-- Start --

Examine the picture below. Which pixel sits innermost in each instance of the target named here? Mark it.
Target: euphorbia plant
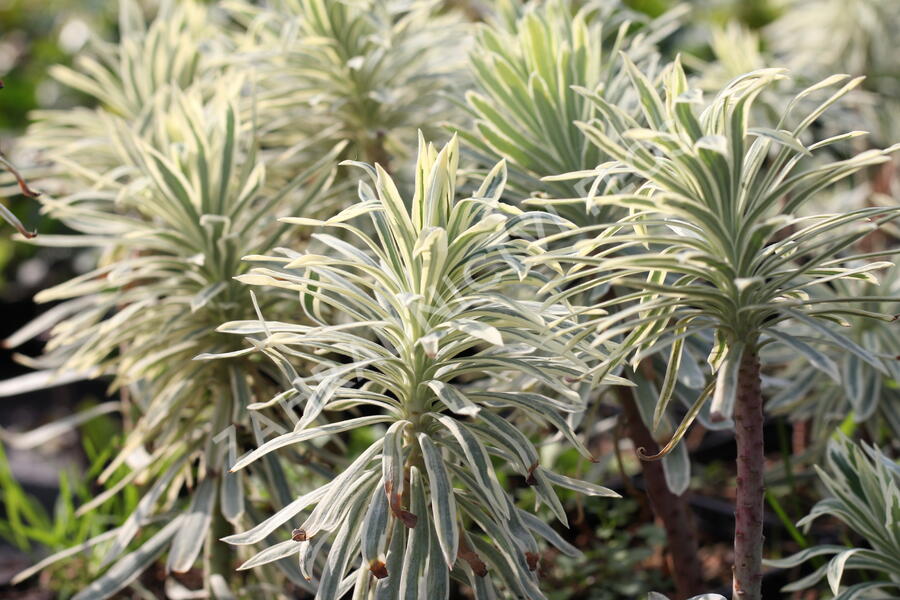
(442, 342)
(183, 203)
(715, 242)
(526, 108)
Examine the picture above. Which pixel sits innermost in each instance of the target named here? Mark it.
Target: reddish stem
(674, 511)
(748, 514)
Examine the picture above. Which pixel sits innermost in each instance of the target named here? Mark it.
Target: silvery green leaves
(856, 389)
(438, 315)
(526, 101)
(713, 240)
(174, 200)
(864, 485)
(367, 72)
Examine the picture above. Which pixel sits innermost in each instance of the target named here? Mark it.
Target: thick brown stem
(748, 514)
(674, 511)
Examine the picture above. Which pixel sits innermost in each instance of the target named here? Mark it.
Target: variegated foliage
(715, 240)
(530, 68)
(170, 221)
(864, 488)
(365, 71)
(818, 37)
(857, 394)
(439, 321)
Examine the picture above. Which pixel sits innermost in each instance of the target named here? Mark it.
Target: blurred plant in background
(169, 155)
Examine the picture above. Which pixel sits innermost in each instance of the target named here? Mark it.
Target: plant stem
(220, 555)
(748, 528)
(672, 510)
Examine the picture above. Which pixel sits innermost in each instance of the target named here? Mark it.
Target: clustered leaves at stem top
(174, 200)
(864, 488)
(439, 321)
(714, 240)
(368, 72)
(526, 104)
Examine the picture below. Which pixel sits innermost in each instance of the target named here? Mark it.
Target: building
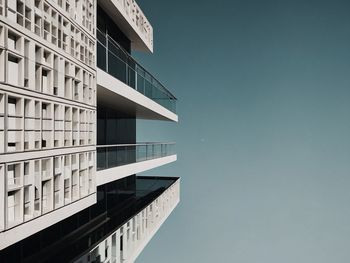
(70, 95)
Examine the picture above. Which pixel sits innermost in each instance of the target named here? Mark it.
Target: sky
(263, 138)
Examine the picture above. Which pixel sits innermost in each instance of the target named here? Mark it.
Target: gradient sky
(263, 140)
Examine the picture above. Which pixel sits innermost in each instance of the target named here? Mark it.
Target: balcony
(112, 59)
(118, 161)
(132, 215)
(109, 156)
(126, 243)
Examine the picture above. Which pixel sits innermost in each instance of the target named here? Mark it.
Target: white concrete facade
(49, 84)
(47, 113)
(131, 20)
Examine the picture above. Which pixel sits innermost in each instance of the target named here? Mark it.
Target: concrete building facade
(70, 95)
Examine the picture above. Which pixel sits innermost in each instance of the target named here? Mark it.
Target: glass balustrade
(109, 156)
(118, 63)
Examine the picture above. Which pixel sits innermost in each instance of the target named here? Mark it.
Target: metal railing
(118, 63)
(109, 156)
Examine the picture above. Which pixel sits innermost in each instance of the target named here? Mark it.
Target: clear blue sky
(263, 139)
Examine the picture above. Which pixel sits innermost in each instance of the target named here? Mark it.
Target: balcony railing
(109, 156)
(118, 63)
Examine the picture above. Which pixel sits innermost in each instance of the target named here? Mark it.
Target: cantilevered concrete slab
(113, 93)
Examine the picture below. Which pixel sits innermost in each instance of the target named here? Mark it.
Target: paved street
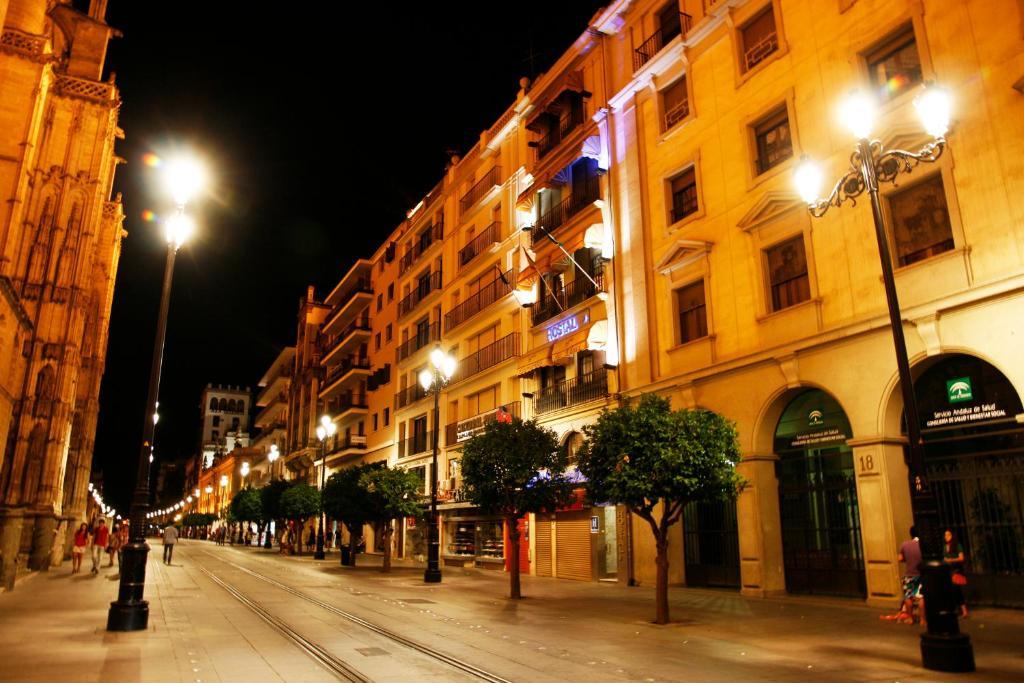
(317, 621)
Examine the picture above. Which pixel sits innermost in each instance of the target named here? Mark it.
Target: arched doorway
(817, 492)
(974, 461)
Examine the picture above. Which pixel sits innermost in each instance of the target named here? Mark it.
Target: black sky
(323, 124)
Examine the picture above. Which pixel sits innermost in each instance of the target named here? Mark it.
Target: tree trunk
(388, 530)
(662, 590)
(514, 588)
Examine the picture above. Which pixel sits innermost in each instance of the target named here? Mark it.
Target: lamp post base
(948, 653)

-- End --

- WRITTEN EXERCISE
Make an exact copy of every entry above, minus the images.

- FINAL RESULT
Examine the picture below. Which pixel sits innermost in each instance of the target named here? Mark it.
Target: euphorbia plant
(442, 342)
(183, 203)
(715, 242)
(526, 108)
Examine the picture above. Which pixel sits innermost in each instance of the target named here? Mark it.
Target: reddish stem
(674, 511)
(748, 514)
Examine the picture above. Which pixel sits innermost in each instance of the target named here? Mark it.
Target: silvery green leaves
(856, 389)
(438, 315)
(526, 101)
(713, 240)
(174, 200)
(864, 485)
(367, 72)
Examine the picture above. Which pixel sits innermost in each instance of the target named here? Mark it.
Target: thick brown stem
(748, 514)
(674, 511)
Examine the picture above. Which pixel sits innermost in each instance of the target named here? Mark it.
Target: variegated foliage
(715, 240)
(530, 68)
(170, 221)
(864, 488)
(365, 71)
(818, 37)
(857, 394)
(439, 321)
Examine the picture above. Which pixel sits innermost in each instance of the target named here? Mark it.
Target: blurred plant in background
(169, 155)
Examine the picture above. Which pixel sits innermost in each instance of the target named here? Mark it.
Target: plant stem
(220, 555)
(748, 528)
(672, 510)
Examine the picture above. Which pixel sits innermost in each instance of the target named here? Mark it.
Target: clustered leaves at stem top
(174, 200)
(864, 488)
(439, 321)
(714, 240)
(368, 72)
(526, 104)
Examine the picture below. Which pixel sits innermost in each instance of the target named here? Mark it.
Target: building
(70, 95)
Examine the picture above. Which pixel sits innermost in each instance of the target named here? Mark it.
Target: sky
(263, 138)
Examine the picture above. Which pixel sits innermost in each instance of the target named here? Mark it.
Target: gradient sky
(263, 140)
Examine the picture above. Which pixel sits innermost in each instance of the target named here? Mark it.
Target: balcony
(112, 59)
(118, 161)
(132, 215)
(109, 156)
(126, 243)
Examine the picture above. Which pixel sits innermost in each instance of the target named here? Mark it.
Target: white concrete facade
(49, 84)
(47, 113)
(131, 20)
Examine the picture above. Which pixel sits innermost in each instance of the target named here? Mark it.
Target: concrete building facade
(70, 95)
Examine the picture above. Which pixel sits innermost in each instance of the target named here? Mark it.
Target: glass balustrade
(109, 156)
(118, 63)
Examine the picture above. Which pixel sits innermost in each instance of the target named here? Mark it.
Target: metal railing
(118, 63)
(109, 156)
Examine the picture above. Which pixel sits innermost in each instance of the target named here? Mark it.
Target: clear blue sky
(263, 139)
Examine the picture above. Which pixel sits innermost in each instance of the target named here? Mark it.
Target: balcony railing
(109, 156)
(118, 63)
Examine the picture above. Which pixel sits innermost in each instance of the target named here? Mark it.
Target: cantilevered concrete slab
(113, 93)
Examine the picture below. Which pixel sits innermost in each instance of the target named here? Mark it.
Target: paved street
(317, 621)
Examine the picture above. Which pixel sits innermost in each instance of the target named here? Mark it.
Target: arched doorway
(817, 492)
(974, 461)
Examine the picture above. Which pixel sits innermost in each instance of the target named here? Mark it.
Target: black sky
(323, 124)
Examine the picture above. Which pixel sits innermost in each instance of the target named here? Mark it.
Target: tree trunk
(388, 530)
(662, 590)
(514, 588)
Examine the picture above. Which pixel sits innermost in each instance of the target named here? Mark it.
Target: lamp post base
(948, 653)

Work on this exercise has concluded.